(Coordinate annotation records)
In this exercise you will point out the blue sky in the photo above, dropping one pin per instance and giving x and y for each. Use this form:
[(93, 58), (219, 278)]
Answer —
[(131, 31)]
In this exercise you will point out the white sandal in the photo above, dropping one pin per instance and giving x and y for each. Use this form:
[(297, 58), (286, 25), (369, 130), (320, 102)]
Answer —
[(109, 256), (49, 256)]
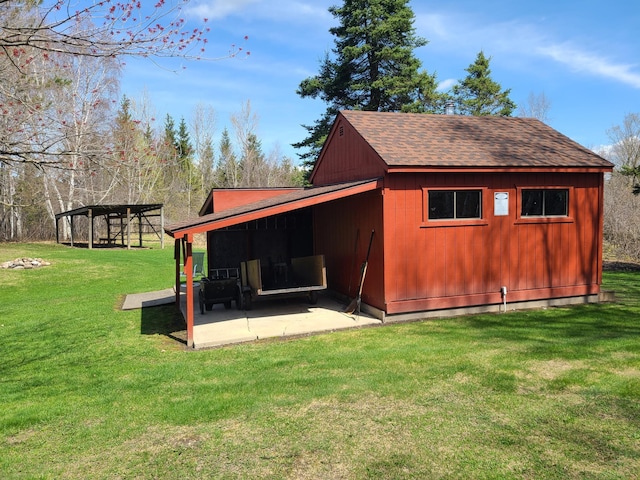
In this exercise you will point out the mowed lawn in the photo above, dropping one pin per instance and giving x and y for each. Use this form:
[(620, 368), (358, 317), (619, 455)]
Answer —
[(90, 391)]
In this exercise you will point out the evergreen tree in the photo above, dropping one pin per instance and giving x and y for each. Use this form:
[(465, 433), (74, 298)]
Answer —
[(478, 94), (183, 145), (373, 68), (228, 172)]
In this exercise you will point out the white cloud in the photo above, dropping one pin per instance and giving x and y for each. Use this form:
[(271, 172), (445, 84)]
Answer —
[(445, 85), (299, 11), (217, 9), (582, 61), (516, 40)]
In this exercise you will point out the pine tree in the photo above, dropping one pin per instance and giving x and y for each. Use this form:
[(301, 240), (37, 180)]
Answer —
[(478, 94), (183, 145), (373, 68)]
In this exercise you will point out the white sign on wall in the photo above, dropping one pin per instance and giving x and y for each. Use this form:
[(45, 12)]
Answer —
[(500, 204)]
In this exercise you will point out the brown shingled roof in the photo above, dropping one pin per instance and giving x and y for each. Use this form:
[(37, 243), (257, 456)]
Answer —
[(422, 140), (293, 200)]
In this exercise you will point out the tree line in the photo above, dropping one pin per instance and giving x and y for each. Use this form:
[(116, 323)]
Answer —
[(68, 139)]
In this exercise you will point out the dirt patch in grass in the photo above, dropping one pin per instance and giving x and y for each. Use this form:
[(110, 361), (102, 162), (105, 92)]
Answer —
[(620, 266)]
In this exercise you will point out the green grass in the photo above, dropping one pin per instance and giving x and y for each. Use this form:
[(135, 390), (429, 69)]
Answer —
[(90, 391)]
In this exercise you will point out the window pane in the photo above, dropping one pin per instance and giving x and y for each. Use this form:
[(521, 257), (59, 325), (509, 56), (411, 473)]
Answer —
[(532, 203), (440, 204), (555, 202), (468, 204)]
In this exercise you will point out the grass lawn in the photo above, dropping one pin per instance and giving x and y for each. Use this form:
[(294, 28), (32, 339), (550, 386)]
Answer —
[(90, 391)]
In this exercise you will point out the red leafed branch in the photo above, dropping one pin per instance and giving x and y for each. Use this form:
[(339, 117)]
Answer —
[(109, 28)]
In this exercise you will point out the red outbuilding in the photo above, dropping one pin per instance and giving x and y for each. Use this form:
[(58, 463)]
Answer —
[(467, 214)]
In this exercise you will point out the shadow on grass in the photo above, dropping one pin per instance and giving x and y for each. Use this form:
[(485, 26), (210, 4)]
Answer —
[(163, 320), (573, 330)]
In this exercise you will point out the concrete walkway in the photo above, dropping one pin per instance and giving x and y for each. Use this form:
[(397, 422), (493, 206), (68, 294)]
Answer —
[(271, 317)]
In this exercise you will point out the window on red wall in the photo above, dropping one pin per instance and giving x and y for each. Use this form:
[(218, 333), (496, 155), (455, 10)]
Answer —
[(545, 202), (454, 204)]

...

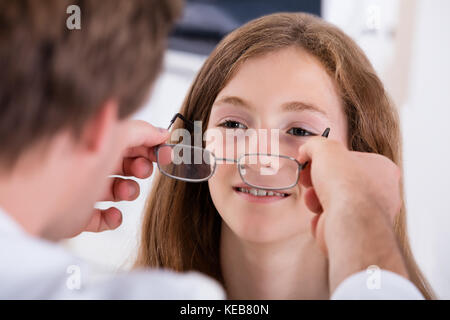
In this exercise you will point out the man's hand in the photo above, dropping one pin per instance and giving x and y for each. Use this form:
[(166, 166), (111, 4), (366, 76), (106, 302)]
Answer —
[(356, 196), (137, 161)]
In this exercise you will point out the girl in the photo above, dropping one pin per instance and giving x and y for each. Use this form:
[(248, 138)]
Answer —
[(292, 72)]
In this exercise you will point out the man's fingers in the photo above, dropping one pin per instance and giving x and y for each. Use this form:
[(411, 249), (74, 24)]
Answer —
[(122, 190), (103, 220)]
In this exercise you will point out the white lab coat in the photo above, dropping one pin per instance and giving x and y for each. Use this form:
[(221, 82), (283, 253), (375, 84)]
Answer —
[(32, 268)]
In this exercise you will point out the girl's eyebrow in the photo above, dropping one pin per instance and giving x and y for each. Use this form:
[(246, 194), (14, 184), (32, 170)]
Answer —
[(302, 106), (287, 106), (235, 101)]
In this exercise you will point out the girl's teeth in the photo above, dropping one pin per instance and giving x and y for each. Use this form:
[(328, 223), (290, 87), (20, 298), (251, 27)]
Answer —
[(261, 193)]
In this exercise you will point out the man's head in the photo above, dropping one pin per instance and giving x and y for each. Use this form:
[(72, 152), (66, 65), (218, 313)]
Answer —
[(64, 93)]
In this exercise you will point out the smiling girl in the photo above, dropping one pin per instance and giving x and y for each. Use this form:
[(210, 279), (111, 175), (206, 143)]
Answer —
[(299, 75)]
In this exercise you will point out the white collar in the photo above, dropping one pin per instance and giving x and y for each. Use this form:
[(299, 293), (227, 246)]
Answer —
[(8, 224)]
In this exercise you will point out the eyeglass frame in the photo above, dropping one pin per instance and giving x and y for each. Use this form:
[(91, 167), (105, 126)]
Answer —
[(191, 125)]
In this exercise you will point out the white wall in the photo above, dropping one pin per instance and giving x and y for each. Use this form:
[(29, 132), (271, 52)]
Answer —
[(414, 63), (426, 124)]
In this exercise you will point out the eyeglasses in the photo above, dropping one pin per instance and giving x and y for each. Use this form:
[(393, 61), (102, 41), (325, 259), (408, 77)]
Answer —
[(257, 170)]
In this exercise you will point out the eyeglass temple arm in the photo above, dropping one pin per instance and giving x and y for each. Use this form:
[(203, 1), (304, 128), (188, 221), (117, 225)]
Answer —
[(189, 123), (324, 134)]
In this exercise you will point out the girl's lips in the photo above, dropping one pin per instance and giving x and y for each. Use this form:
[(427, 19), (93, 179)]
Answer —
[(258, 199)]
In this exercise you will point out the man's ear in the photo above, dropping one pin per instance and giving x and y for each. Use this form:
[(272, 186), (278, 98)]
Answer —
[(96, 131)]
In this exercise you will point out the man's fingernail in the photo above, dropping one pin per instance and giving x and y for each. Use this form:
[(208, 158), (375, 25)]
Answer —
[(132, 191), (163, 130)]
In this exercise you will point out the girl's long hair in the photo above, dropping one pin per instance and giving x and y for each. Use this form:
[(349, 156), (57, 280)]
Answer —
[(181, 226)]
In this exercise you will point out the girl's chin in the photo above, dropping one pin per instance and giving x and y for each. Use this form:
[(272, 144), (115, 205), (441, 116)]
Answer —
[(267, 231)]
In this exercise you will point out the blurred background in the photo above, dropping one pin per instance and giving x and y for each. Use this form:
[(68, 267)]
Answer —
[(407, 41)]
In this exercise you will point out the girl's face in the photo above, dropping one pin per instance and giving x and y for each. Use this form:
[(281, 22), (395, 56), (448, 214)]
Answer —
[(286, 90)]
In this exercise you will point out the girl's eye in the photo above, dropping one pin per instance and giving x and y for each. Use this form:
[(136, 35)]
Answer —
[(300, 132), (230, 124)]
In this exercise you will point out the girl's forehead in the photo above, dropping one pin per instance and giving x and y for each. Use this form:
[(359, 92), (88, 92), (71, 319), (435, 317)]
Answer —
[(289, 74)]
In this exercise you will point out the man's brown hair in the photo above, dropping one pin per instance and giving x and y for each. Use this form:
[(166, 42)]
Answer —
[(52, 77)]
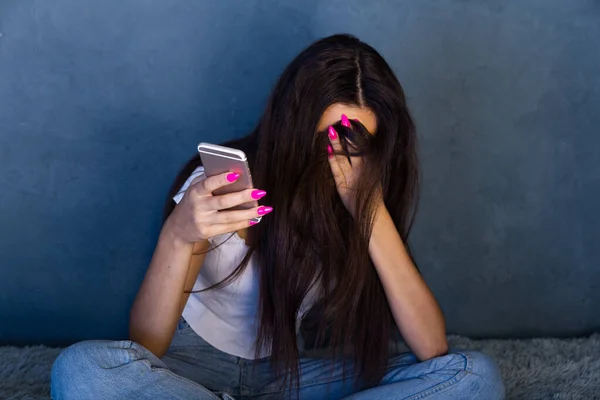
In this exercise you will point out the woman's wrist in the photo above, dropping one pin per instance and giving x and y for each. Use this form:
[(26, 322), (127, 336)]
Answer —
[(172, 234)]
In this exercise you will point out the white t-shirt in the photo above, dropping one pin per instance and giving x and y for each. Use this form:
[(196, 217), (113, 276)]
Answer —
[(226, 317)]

Exercise aim — Please render the lines as a Markdown table with columns Row and Line, starting at the line that contains "In this exercise you will point out the green" and stopping after the line that contains "[(532, 203), (440, 204), (555, 202), (468, 204)]". Number each line in Row and skip any blank lines.

Full output —
| Row | Line |
|---|---|
| 1 | In this exercise you will point out the green grass in the photo above, dropping one pin per instance and giving x and y for each. Use this form: |
| 2 | [(135, 390), (429, 69)] |
| 3 | Answer — |
| 4 | [(90, 391)] |
| 5 | In this exercise you will point out the window pane in the photo above, dropping one pin per instance and giving x and y for each. Use this form: |
| 6 | [(521, 257), (59, 325), (509, 56), (411, 473)] |
| 7 | Answer — |
| 8 | [(532, 203), (440, 204), (555, 202), (468, 204)] |